# REQUIRED ACTIONS:
- A) Reproduce the passage from the question about the Laplace variable, starting at "and I claim" and ending at "avoids the issue.".
- B) In the question about the Laplace variable, what behavior does the system G(jω) show in the frequency domain?

# READING TEXT:
────

Thursday 6 April 2017

frequency - Under what conditions does jw equal the laplace variable s in an electrical circuit?



Imagine I've got an electromagnetic actuator and solved the underlying differential equations. I got an solution for sinusodially excitation, as follows (just an example, no physical backround):


$$G(\mathrm{j}\omega) = \frac{I(\mathrm{j}\omega)}{U(\mathrm{j}\omega)} = \frac{1}{1 + \mathrm{j}\omega T}$$


Now I just set


$$\mathrm{j}\omega = s, \quad s \rightarrow \text{Laplace Variable}$$


to get


$$G(s) = \frac{1}{1 + s T}$$


and I claim that this is the transfer function for the electrical circuit feeding the actuator. I'm sure the results I get are correct, but I was told I can't just set $$\mathrm{j}\omega = s$$ without further explication.


So I wonder what are the conditions to do what I've done, how can I proof that both equations are correct and explain that in a correct mathematical way? I feel that everybody (in literature) either just does it or avoids the issue.




Further explanation:



Above system G(jw) shows a low-pass behavior in the frequency domain, means for sinusodially voltage excitation $$ i(\mathrm{j}\omega) = G(\mathrm{j}\omega) \cdot u(\mathrm{j}\omega) = \frac{1}{1+\mathrm{j}\omega T} \cdot u(\mathrm{j}\omega)$$ I get a higher damping the higher the frequency of the excitation.

────

# Object position labeling items:
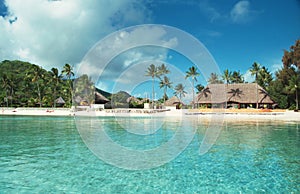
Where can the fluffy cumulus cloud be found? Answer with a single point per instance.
(241, 12)
(52, 33)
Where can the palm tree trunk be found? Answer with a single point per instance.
(6, 98)
(152, 92)
(55, 97)
(39, 94)
(297, 99)
(165, 91)
(256, 96)
(193, 94)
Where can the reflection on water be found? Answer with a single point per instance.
(40, 154)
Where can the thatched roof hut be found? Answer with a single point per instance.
(60, 100)
(245, 93)
(100, 99)
(174, 101)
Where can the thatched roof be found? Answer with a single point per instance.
(100, 99)
(240, 93)
(173, 101)
(60, 100)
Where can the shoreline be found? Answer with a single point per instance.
(202, 114)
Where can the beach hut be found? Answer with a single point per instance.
(60, 101)
(244, 95)
(100, 99)
(173, 103)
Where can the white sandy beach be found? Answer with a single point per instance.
(211, 114)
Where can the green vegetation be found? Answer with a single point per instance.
(23, 84)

────

# RESULTS FOR EACH TASK:
- A)
and I claim that this is the transfer function for the electrical circuit feeding the actuator. I'm sure the results I get are correct, but I was told I can't just set $$\mathrm{j}\omega = s$$ without further explication.


So I wonder what are the conditions to do what I've done, how can I proof that both equations are correct and explain that in a correct mathematical way? I feel that everybody (in literature) either just does it or avoids the issue.

- B) It shows low-pass behavior.